Exercise details ▸ Look for "Query: tree bark" in the entries below. Write out that line and all later lines exactly, ending with the final one.

Supplied data section start

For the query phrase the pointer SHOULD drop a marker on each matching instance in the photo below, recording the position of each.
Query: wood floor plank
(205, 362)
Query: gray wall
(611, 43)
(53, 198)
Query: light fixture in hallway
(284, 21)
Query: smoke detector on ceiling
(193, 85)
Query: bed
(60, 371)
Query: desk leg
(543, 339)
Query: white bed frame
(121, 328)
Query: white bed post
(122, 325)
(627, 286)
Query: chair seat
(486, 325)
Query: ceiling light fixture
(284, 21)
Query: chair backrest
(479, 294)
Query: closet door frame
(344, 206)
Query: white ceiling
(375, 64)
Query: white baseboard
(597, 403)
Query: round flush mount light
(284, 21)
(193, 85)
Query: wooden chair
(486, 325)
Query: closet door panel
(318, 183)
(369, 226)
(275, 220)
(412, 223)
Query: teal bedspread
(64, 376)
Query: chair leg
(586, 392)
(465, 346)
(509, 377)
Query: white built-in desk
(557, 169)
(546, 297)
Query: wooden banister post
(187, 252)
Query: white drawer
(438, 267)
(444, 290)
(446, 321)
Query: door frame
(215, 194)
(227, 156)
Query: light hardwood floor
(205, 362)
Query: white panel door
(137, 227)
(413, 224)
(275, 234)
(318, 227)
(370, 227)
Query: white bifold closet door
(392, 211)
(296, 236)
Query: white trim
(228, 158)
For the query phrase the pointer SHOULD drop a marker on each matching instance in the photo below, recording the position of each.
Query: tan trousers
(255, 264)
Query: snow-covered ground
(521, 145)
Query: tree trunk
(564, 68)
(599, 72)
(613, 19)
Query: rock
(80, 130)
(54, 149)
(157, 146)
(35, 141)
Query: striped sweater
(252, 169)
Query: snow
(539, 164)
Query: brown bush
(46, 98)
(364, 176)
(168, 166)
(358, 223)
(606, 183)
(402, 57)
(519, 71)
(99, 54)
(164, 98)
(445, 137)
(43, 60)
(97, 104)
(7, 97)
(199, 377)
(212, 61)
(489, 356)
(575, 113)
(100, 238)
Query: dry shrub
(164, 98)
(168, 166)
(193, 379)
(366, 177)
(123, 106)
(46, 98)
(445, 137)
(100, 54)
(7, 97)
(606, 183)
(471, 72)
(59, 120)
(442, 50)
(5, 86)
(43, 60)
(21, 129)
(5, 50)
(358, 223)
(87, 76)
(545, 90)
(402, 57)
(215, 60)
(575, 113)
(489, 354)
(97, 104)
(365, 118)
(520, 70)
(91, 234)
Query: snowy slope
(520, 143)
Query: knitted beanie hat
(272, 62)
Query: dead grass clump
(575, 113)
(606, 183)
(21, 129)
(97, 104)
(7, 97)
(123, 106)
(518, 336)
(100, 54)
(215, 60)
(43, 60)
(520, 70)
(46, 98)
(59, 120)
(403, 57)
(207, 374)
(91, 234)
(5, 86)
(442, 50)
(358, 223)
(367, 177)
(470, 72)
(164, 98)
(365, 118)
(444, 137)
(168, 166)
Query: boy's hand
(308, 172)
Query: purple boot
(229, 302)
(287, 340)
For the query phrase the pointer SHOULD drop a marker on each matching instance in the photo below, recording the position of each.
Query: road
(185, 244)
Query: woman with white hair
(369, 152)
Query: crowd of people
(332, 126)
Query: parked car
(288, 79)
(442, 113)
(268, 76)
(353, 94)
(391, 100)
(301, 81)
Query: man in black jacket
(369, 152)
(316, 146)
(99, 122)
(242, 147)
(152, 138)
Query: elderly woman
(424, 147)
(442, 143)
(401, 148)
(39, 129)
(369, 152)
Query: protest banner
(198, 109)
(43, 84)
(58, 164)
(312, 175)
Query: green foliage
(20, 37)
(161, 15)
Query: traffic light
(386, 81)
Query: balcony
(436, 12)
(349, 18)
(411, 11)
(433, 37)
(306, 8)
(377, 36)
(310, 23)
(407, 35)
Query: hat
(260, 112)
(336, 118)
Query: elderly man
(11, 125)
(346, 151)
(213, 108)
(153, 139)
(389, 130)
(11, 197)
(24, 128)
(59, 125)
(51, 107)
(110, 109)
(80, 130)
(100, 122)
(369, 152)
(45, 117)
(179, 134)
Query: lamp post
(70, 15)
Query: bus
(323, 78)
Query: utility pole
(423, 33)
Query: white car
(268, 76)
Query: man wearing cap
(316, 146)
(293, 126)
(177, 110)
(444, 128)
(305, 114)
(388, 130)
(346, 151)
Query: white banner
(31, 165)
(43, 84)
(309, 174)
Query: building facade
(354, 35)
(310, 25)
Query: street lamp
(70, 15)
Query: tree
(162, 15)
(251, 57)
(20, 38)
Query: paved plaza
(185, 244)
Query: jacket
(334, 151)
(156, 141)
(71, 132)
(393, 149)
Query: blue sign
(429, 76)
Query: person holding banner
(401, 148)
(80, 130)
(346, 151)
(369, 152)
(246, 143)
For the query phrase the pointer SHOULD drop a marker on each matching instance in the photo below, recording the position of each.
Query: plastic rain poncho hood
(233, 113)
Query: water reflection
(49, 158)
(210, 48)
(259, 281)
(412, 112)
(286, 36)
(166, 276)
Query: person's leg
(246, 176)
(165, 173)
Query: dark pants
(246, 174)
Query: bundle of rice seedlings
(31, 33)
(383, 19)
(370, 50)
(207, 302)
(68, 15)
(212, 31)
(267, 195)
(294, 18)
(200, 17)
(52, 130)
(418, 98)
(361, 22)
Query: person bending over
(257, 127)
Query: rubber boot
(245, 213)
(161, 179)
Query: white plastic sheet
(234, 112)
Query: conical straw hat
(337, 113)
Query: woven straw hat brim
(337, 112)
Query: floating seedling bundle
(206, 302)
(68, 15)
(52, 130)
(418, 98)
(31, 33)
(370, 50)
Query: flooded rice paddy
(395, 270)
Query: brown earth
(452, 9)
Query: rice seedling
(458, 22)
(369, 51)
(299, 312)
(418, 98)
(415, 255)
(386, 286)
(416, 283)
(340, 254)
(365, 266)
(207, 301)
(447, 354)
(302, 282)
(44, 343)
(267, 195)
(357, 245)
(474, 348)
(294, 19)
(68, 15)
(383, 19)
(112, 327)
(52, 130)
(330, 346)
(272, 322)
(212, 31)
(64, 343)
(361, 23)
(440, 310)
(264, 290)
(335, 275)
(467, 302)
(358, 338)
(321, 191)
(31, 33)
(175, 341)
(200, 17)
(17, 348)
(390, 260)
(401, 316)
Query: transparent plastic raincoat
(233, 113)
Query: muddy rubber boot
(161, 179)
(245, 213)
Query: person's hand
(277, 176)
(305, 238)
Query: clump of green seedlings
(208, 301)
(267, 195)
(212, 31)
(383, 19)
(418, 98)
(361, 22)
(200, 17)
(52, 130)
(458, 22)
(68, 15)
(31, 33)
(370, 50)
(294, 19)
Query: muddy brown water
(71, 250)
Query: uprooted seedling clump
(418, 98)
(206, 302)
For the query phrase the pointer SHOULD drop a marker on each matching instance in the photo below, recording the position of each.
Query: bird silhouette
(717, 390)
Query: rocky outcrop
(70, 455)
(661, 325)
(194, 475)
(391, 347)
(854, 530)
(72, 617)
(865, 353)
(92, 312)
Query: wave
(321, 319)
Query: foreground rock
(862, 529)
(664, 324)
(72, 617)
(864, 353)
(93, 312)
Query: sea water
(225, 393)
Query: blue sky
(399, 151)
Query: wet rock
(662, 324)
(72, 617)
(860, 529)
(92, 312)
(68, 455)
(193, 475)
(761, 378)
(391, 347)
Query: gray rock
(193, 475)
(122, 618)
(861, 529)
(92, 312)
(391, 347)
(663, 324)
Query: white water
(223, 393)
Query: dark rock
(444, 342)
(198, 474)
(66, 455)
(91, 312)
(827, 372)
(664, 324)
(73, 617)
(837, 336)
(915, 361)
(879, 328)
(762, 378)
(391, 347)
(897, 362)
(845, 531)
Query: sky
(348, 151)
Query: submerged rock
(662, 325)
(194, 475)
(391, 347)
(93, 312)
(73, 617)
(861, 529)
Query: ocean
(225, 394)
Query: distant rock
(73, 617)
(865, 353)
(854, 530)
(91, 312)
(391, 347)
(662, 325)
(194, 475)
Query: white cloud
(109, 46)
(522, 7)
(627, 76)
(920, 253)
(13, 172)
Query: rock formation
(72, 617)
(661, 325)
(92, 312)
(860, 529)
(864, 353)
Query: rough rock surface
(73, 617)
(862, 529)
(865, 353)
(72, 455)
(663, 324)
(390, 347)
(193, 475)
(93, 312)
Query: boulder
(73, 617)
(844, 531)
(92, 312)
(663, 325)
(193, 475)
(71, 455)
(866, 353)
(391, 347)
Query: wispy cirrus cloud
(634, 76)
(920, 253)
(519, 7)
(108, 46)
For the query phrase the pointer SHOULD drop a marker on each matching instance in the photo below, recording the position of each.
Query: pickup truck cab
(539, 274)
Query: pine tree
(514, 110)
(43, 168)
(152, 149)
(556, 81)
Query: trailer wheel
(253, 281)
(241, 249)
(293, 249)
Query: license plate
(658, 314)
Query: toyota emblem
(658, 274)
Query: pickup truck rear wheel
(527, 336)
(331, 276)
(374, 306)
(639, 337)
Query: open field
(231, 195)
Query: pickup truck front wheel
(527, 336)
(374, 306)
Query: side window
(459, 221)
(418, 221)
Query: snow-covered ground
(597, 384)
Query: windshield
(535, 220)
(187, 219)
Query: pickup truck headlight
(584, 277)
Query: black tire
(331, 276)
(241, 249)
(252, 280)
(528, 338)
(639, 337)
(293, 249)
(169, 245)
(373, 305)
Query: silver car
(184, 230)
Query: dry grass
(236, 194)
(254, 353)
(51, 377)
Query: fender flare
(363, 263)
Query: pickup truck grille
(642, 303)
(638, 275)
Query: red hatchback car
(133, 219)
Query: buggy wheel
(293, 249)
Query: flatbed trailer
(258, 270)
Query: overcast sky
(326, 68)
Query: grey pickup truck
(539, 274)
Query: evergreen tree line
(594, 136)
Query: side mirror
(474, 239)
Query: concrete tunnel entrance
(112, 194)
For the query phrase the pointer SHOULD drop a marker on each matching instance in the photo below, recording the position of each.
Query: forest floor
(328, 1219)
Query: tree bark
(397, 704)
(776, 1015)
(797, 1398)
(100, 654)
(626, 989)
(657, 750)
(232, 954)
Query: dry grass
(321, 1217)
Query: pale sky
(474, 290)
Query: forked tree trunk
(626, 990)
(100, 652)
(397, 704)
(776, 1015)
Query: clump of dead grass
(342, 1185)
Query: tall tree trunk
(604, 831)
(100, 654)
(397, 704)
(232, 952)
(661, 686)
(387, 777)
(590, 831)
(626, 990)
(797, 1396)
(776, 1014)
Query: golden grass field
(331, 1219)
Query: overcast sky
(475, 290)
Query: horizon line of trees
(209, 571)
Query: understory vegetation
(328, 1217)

Supplied data section end

Task answer ▸
Query: tree bark
(397, 704)
(776, 1015)
(797, 1398)
(100, 654)
(626, 989)
(657, 750)
(232, 954)
Query: dry grass
(321, 1217)
Query: pale sky
(474, 290)
Query: forked tree trunk
(626, 990)
(100, 652)
(397, 704)
(776, 1015)
Query: clump of dead grass
(342, 1185)
Query: tall tree trunk
(604, 831)
(100, 654)
(397, 704)
(232, 952)
(661, 686)
(387, 777)
(590, 831)
(626, 990)
(797, 1396)
(776, 1014)
Query: golden grass field
(331, 1219)
Query: overcast sky
(475, 290)
Query: horizon line of trees
(209, 571)
Query: understory vegetation
(328, 1217)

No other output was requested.